The Asian green bee-eater (Merops orientalis), also known as little green bee-eater, and green bee-eater in Sri Lanka, is a near passerine bird in the bee-eater family. It is resident but prone to seasonal movements and is found widely distributed across Asia from coastal southern Iran east through the Indian subcontinent to Vietnam. Populations in Africa and the Arabian Peninsula that were formerly assigned to this species (under the name Green Bee-eater) are now considered distinct species. They are mainly insect eaters and they are found in grassland, thin scrub and forest often quite far from water. Several regional plumage variations are known and several subspecies have been named.

Taxonomy and systematics 
The Asian green bee-eater was first described by the English ornithologist John Latham in 1801 using its current binomial name. Several populations have been designated as subspecies:
 M. o. beludschicus (=M. o. biludschicus) Iran to Pakistan (paler colours with a blue throat)
 M. o. orientalis in India and Sri Lanka (has head and neck tinged with rufous). 
 M. o. ferrugeiceps (=birmanus) in northeastern India, Myanmar, Thailand and Vietnam (has rufous crown, mane and mantle). 
 M. o. ceylonicus in Sri Lanka has the nape and hindneck with more pronounced golden brown sheen often included within the nominate race
The African green bee-eater (M. viridissimus, along with its subspecies M. v. viridissimus, M. v. cleopatra, and M. v. flavoviridis) and Arabian green bee-eater (M. cyanophrys, along with its subspecies M. c. cyanophrys and M. c. muscatensis) were formerly considered conspecific, but were split as distinct species by the IOC in 2021.

********

* Work instruction 1
List every subspecies of the Asian green bee-eater that the bee-eater text names, using the main name given for each.
* Work instruction 2
According to the bee-eater text, who first described the Asian green bee-eater, and in what year?
* Work instruction 3
Go on with the text about the Asian green bee-eater from its last sentence.

* Data to examine

********

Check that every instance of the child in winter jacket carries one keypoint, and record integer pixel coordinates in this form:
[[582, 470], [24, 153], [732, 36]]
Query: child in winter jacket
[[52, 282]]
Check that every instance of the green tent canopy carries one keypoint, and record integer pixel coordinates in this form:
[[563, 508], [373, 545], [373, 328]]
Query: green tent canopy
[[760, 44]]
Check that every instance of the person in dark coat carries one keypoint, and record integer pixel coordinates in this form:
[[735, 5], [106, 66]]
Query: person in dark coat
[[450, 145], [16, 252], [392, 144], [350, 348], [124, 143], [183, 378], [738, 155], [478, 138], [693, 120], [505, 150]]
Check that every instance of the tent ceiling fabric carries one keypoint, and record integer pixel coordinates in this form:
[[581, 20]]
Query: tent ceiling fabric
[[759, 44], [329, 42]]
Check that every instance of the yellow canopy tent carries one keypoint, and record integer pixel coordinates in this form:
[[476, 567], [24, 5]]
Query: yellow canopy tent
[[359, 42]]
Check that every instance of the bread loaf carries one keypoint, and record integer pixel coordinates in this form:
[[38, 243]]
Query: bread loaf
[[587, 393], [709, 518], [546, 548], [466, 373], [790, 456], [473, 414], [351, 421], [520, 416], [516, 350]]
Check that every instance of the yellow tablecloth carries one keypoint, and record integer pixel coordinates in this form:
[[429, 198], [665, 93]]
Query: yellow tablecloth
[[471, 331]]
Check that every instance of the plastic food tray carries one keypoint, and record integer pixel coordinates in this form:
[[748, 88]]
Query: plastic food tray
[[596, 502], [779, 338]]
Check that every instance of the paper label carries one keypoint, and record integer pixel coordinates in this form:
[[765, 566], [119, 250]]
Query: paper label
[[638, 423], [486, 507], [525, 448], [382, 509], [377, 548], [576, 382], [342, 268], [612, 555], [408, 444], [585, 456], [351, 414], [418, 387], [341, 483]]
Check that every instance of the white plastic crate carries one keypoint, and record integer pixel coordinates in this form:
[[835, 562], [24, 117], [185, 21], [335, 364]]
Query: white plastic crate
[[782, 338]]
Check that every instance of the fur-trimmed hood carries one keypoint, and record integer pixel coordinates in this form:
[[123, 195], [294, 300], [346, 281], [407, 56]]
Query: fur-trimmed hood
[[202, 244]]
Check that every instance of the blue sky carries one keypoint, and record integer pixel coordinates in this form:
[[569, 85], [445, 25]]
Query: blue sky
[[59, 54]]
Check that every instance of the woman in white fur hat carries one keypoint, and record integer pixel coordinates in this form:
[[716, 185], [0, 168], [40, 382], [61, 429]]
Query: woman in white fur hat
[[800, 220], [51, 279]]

********

* Task result 1
M. o. beludschicus
M. o. orientalis
M. o. ferrugeiceps
M. o. ceylonicus

* Task result 2
The English ornithologist John Latham described it in 1801.

* Task result 3
A study of species within the genus Merops based on plumage characteristics found that most of the subspecies of M. o. orientalis grouping together with the most similar species being Merops leschenaulti and subspecies M. o. ferrugeiceps appeared closer to that group.

Description 

Like other bee-eaters, this species is a richly coloured, slender bird. It is about 9 inches (16–18 cm) long with about 2 inches made up by the elongated central tail-feathers. The sexes are not visually distinguishable. The entire plumage is bright green and tinged with blue especially on the chin and throat. The crown and upper back are tinged with golden rufous. The flight feathers are rufous washed with green and tipped with blackish. A fine black line runs in front of and behind the eye. The iris is crimson and the bill is black while the legs are dark grey. The feet are weak with the three toes joined at the base. Southeast Asian birds have rufous crown and face, and green underparts, whereas Arabian beludschicus has a green crown, blue face and bluish underparts. The wings are green and the beak is black. The elongated tail feathers are absent in juveniles. Sexes are alike.

The calls is a nasal trill tree-tree-tree-tree, usually given in flight.

Leucistic individuals have been noted.

Distribution and habitat 
This is an abundant and fairly tame bird, familiar throughout its range. It is a bird which breeds in open country with bushes. In Africa and Arabia it is found in arid areas, but is more diverse in its habitats further east.  This species often hunts from low perches, maybe only a metre or less high. It readily makes use of fence wires and electric wires. Unlike some other bee-eaters, they can be found well away from water.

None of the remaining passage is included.